(Provided information Opens)
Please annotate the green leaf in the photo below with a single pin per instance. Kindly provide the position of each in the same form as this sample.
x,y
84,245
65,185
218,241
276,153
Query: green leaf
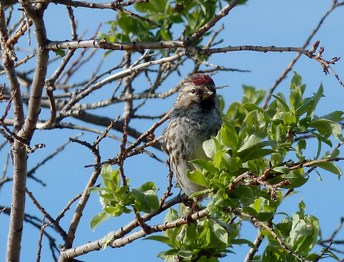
x,y
220,233
210,147
335,116
145,200
111,178
241,241
98,219
201,164
229,136
197,177
296,92
159,238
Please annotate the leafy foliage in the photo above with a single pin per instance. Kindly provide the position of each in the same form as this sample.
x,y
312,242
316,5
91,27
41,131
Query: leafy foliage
x,y
256,159
117,199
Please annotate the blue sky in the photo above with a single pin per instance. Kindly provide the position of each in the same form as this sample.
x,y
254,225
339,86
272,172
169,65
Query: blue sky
x,y
270,22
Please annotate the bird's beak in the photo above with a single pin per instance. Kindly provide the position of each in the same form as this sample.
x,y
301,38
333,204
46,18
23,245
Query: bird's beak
x,y
208,94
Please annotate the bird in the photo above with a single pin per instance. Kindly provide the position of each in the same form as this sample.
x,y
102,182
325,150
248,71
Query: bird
x,y
194,118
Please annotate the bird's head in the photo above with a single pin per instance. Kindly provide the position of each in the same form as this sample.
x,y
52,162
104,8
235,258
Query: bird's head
x,y
197,89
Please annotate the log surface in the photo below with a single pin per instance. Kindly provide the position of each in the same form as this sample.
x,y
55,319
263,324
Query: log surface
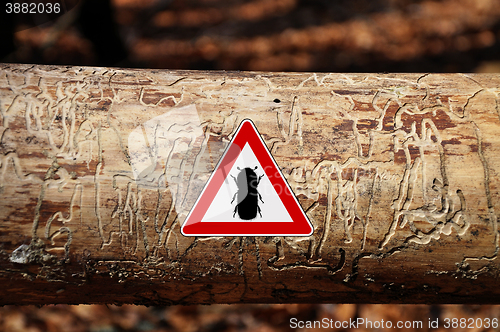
x,y
398,173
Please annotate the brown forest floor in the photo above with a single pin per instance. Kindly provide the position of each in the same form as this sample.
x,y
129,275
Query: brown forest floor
x,y
269,35
229,318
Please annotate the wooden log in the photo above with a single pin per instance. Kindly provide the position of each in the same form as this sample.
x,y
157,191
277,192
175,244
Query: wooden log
x,y
398,173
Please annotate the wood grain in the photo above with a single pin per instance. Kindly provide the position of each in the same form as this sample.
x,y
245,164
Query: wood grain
x,y
399,174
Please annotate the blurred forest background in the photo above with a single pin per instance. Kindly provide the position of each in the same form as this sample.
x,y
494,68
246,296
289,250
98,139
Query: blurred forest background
x,y
262,35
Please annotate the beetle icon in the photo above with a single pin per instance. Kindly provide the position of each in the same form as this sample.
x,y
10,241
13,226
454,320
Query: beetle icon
x,y
247,195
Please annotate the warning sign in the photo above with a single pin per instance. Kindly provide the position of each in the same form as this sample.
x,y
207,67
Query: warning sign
x,y
247,195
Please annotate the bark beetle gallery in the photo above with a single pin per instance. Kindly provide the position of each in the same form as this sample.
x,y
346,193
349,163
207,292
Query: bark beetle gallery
x,y
399,174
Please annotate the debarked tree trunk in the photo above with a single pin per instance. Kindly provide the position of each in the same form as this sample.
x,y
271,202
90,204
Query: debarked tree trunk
x,y
399,175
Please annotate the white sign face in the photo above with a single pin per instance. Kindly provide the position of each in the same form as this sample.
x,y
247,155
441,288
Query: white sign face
x,y
247,195
271,206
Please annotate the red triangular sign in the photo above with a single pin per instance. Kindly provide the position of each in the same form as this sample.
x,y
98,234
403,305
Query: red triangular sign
x,y
247,195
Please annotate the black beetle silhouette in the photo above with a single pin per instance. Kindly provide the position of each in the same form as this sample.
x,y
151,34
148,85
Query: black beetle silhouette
x,y
248,196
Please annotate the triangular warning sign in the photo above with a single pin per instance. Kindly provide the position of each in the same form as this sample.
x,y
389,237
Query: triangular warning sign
x,y
247,195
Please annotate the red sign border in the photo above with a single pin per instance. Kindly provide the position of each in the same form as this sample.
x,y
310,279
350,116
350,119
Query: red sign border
x,y
246,133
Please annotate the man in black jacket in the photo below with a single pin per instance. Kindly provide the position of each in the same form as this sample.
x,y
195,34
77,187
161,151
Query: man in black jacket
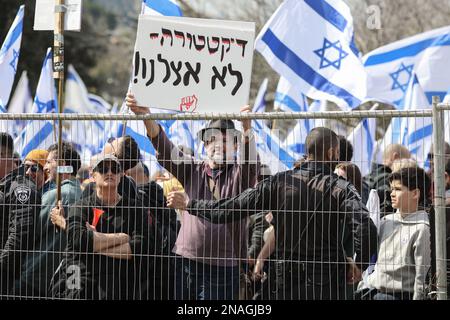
x,y
21,203
319,222
378,178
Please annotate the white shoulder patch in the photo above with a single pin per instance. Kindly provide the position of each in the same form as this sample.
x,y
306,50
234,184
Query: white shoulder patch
x,y
22,193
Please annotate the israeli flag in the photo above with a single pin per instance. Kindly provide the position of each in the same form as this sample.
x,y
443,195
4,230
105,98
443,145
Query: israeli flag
x,y
100,105
295,141
260,100
161,8
21,102
289,98
40,134
76,95
447,117
268,146
137,130
310,43
417,132
9,57
45,99
88,136
391,67
363,140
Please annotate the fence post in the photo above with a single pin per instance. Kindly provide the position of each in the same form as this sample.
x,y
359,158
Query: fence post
x,y
439,200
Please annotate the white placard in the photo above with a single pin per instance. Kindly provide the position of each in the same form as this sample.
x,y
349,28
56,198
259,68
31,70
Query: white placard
x,y
44,15
189,64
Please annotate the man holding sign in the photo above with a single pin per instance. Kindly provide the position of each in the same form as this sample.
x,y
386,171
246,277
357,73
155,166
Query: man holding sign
x,y
188,64
210,255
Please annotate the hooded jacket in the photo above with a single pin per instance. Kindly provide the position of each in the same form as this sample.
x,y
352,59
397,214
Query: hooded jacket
x,y
404,256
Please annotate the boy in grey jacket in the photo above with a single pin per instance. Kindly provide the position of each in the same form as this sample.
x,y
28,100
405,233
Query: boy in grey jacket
x,y
404,252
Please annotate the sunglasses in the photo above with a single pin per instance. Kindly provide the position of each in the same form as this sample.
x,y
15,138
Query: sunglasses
x,y
103,168
33,167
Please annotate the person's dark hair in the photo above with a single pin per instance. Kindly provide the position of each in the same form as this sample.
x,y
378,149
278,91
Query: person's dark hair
x,y
128,153
17,159
319,141
7,145
345,149
414,178
186,150
70,156
146,170
447,166
353,174
83,173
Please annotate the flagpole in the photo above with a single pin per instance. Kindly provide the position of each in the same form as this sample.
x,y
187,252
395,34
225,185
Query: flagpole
x,y
58,74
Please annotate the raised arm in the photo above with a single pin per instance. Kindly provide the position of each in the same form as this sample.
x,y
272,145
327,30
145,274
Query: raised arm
x,y
168,155
253,200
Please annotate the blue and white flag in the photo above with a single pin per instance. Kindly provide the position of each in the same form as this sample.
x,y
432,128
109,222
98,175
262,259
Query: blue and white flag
x,y
363,140
268,146
100,105
447,118
45,99
88,136
161,8
260,100
391,67
9,57
295,141
76,95
289,98
21,102
310,43
40,134
417,132
137,130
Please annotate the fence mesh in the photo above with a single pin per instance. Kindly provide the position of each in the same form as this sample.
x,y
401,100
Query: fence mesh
x,y
199,207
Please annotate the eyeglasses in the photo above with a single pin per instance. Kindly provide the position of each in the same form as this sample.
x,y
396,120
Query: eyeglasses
x,y
103,168
33,167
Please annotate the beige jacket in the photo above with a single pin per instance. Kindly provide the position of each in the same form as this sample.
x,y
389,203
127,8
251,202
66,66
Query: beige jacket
x,y
404,254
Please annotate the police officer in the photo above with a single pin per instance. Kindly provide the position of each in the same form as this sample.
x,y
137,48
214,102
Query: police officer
x,y
21,202
319,222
(Provided information Closes)
Required work:
Wherever the string "below" appears in a line above, copy that line.

Exercise answer:
Please annotate the green leaf in the photo below with a single pin per instance. Kindly provide the position of each in the same form as this sample.
Please annotate the log surface in the photo below with a single pin per instance. Kindly provide the position of each in the same form as this sample.
Please annotate the man in black jacket in the photo below with a single pin per instance. Kindly provide the position of each in the same form as this sample.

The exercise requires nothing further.